■ Vorliegender Text:
+++
An der Grenze zum Rufmord

Angriff auf 17-jährigen Juden in Laucha: Täter verteidigt sich mit Vorwurf gegen Opfer

  • Hendrik Lasch, Naumburg
  • Lesedauer: 3 Min.
Ein bekannter Rechter schlug und beleidigte im April in Laucha einen jüdischen Jungen. Dafür wurde er nun verurteilt – trotz einer Verteidigungsstrategie, die an Rufmord grenzte.

Erfindet ein angetrunkener Schläger neue Begriffe? Als »Drogenschwein« will Alexander P. sein Opfer bezeichnet haben, während er an einem Freitagabend im April an einer Bushaltestelle in Laucha auf ihn einschlug: zuerst mit der Faust ins Gesicht, dann, nachdem er ihn zu Boden geworfen und eingekeilt hatte, auf Rücken und Hinterkopf. »Drogenschwein« – eine unschöne, vor allem aber ungebräuchliche Beleidigung. Ein Wort, das viele Beobachter im Prozess gegen P. noch nie gehört haben.
+++
Daten zur Objektverortung in natürlicher Sprache
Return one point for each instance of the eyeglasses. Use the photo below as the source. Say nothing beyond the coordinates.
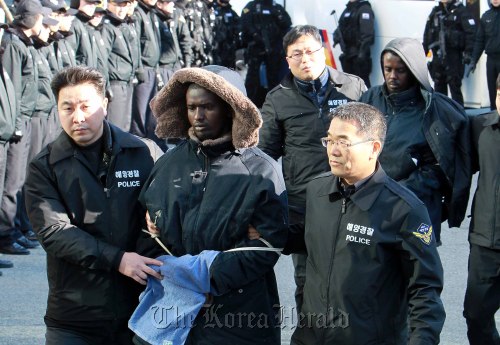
(341, 143)
(299, 55)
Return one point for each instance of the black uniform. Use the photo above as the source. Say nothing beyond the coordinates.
(119, 41)
(85, 50)
(147, 25)
(18, 61)
(482, 299)
(356, 34)
(85, 221)
(263, 25)
(449, 33)
(226, 35)
(487, 39)
(374, 275)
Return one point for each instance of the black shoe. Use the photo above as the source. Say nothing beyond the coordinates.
(6, 264)
(14, 249)
(30, 235)
(27, 243)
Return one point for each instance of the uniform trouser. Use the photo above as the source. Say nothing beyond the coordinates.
(15, 174)
(492, 71)
(141, 112)
(482, 296)
(120, 107)
(109, 333)
(360, 67)
(299, 263)
(449, 74)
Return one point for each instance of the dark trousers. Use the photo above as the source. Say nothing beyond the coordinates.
(449, 75)
(120, 107)
(492, 71)
(15, 174)
(482, 297)
(360, 67)
(108, 333)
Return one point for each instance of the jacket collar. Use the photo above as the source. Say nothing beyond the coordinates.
(492, 118)
(365, 197)
(115, 140)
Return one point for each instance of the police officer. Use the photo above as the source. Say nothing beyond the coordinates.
(449, 33)
(374, 275)
(85, 50)
(148, 31)
(263, 24)
(18, 61)
(8, 114)
(122, 64)
(295, 113)
(356, 34)
(487, 39)
(226, 34)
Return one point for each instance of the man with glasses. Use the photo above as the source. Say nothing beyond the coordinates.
(373, 271)
(296, 114)
(428, 141)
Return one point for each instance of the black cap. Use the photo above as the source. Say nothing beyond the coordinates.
(59, 6)
(47, 20)
(31, 8)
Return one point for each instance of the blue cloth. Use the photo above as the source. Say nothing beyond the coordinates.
(168, 307)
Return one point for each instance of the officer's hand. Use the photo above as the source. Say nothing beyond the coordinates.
(152, 228)
(253, 234)
(109, 95)
(16, 137)
(136, 267)
(470, 68)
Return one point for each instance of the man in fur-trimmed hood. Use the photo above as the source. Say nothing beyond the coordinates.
(204, 194)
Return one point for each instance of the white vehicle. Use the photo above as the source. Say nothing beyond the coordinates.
(393, 18)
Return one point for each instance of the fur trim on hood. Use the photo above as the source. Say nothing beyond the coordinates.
(169, 105)
(412, 53)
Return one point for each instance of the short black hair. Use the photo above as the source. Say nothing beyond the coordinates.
(297, 32)
(72, 76)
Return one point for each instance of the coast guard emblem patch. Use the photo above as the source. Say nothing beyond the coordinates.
(424, 233)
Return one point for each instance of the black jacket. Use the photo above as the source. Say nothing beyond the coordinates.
(86, 225)
(85, 51)
(148, 32)
(487, 38)
(356, 27)
(372, 267)
(446, 129)
(119, 49)
(8, 107)
(17, 59)
(485, 223)
(294, 124)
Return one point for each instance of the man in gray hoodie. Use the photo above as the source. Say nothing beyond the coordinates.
(427, 146)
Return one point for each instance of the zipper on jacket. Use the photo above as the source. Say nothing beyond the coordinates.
(332, 256)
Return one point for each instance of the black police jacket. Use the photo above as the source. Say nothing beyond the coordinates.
(81, 42)
(372, 267)
(294, 124)
(487, 38)
(17, 60)
(85, 225)
(485, 223)
(204, 198)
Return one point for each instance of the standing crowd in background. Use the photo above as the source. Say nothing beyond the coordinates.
(93, 93)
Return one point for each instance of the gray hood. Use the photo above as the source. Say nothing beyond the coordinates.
(169, 105)
(412, 53)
+++
■ Aufgabenstellung: Setze den Bericht über den Angriff in Laucha im Anschluss an seinen letzten Satz fort.

■ Lösung:
Lahav S., der an jenem 16. April auf dem Heimweg vom Gymnasium verprügelt wurde, hat eine andere Beleidigung wahrgenommen. Als »Judenschwein« sei er von dem Rechten beschimpft worden, sagte er schon dem Autofahrer, der angesichts der Attacke spontan anhielt, den Schläger zu dessen Verblüffung zum Ablassen aufforderte und das Opfer kurzerhand ins Auto einsteigen ließ. Wohl nur dieses couragierte Eingreifen bewahrte den 17-jährigen S. vor ärgeren Verletzungen als Blutergüssen und Schürfwunden.

»Judenschwein« ist eine Beleidigung, die eine »besonders menschenverachtende Einstellung« offenbart, sagte die Staatsanwältin im Prozess gegen P. gestern am Amtsgericht Naumburg. Sie ist es noch mehr, wenn sie einen jungen Mann trifft, dessen einer Großvater als Kind nur mit Glück der Deportation in ein NS-Vernichtungslager entging und dessen anderer Opa bei der missglückten Befreiung der israelischen Olympia-Geiseln 1972 in München starb.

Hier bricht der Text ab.